■ Problem statement
Write out the data again in full, exactly as it reads.

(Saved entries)

════════

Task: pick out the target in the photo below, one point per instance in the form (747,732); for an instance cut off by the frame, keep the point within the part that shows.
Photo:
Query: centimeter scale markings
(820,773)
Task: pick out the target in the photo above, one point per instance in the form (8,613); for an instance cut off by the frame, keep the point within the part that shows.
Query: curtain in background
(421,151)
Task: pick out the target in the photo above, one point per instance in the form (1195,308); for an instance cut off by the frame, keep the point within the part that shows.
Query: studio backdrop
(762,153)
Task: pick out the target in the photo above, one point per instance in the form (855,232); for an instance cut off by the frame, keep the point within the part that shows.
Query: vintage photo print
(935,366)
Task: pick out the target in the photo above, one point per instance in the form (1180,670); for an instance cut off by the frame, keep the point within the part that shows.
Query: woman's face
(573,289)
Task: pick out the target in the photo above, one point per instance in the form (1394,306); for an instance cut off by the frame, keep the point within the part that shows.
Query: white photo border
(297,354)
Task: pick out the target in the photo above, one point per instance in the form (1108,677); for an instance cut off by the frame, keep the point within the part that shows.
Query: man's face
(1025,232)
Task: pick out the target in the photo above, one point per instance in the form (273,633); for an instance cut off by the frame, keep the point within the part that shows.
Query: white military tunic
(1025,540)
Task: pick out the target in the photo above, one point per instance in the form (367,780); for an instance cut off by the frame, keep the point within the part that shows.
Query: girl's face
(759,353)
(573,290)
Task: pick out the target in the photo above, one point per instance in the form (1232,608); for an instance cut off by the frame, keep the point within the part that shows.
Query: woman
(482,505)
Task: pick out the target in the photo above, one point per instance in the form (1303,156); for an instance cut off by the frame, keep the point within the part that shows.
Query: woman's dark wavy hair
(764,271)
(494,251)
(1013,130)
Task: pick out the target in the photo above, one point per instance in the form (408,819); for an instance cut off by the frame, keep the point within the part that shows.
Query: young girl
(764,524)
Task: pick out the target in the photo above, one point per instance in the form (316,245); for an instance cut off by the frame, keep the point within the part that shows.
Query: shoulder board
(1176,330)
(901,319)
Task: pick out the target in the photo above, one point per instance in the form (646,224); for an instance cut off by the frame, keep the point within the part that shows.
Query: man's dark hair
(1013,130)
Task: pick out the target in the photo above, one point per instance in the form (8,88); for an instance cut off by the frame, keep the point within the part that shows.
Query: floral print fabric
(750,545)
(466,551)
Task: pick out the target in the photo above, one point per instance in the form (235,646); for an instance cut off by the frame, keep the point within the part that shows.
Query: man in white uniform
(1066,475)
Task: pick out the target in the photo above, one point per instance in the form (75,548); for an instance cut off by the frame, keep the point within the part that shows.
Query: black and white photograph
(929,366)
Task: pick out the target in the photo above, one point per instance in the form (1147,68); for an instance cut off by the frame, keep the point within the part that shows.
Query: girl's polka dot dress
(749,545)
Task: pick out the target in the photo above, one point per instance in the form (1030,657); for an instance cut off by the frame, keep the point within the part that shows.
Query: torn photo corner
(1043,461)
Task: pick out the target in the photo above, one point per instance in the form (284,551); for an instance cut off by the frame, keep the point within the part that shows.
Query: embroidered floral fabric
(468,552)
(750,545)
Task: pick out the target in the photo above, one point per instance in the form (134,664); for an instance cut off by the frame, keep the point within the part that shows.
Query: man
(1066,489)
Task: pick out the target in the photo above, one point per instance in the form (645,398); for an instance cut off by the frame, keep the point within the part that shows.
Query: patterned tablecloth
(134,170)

════════

■ Reply
Task: pick out the target in the photo below, one point per instance in the form (747,732); for an instance cut off by the frame, keep the point within the part that shows.
Photo:
Query: centimeter scale markings
(820,773)
Task: pick out the target in the photo above, one point per instance in the form (8,613); for an instance cut off by the frame, keep the point within the part that shows.
Query: curtain in background
(421,151)
Task: pick out the target in the photo above, one point per instance in the form (1195,308); for an instance cut off by the frame, keep the point within the part that shows.
Query: studio backdrop
(762,153)
Task: pick out the target in the photo above, one point per instance in the form (855,232); for an instance cut off by the frame, keep the point within the part that shows.
Query: vintage photo print
(935,366)
Task: pick out the target in the photo above, one point per instance in the form (1180,670); for an instance cut off by the frame, keep the point within the part that shows.
Query: woman's face
(573,289)
Task: pick out the target in the photo above, one point per instance in the form (1394,306); for an instance cut off by the frame, keep the point within the part that shows.
Query: white photo border
(297,354)
Task: pick out the target in the photo above, one point per instance in the form (1108,677); for an instance cut off by the frame, keep the point within the part that shows.
Query: man's face
(1025,232)
Task: pick out the target in the photo above, one point per instance in the form (273,633); for an instance cut off by the frame, keep the point within the part that shows.
Query: white military tunic
(1025,540)
Task: pick out the target in the photo above, one point per instance in the form (367,780); for an instance cut off by the frame, keep the point within the part that shows.
Query: girl's face
(759,353)
(573,290)
Task: pick out the target in the photo above, one point per instance in the form (1232,608); for an instance cut off by the frame, keep the point within the part that shows.
Query: woman
(482,505)
Task: pick out the target in the photo above, one point per instance in the form (1303,156); for an instance cut off by the frame, keep the point within the part that shows.
Query: woman's dark wavy hair
(764,271)
(494,251)
(1013,130)
Task: pick out the target in the photo above, one point per instance in the form (408,819); for an instance cut off by the frame, keep the point within the part that shows.
Query: young girl
(764,524)
Task: pick out the target in the photo above, one point per instance in the form (316,245); for an instance cut off by the frame, keep the point within the part that shows.
Query: shoulder board
(1176,330)
(901,319)
Task: pick out the target in the photo above, one point per instance in the form (646,224); for an instance cut off by the frame, keep the point within the part that shows.
Query: man's dark hair
(1013,130)
Task: pick out the target in the photo above, one point per instance in the form (8,88); for an instance cut off by the frame, keep the point within the part that shows.
Query: floral print fabric
(750,545)
(466,551)
Task: pick out the target in the photo above, one point per instance in the form (235,646); for an instance cut off by the frame, keep the point within the part that shows.
Query: man in white uniform
(1066,475)
Task: pick out the target in the photo above, one point per instance in the form (75,548); for an instance cut off by the frame, keep the point within the part that shows.
Query: black and white photograph
(929,366)
Task: pick out the target in the photo above, one point per instance in the form (1147,68); for an instance cut off by the frame, keep the point within the part that shows.
Query: girl's polka dot dress
(749,545)
Task: pick out the target in the photo above, one point per instance in the form (1030,657); for an instance cut off by the frame, keep the point within the part that shows.
Query: torn photo corner
(1043,461)
Task: pick out the target in the photo above, one point per instance in the form (284,551); for an instance cut off by the frame, keep the point within the part that shows.
Query: embroidered floral fabric
(468,552)
(750,545)
Task: pick out the target in the photo above, one point per instance in the form (134,664); for an instance cut off by the frame, keep the point within the part that shows.
Query: man
(1066,489)
Task: pick out the target in the photo above, one point per instance in the form (645,398); for an instance cut off by the frame, keep the point within the part that shows.
Query: patterned tablecloth
(134,170)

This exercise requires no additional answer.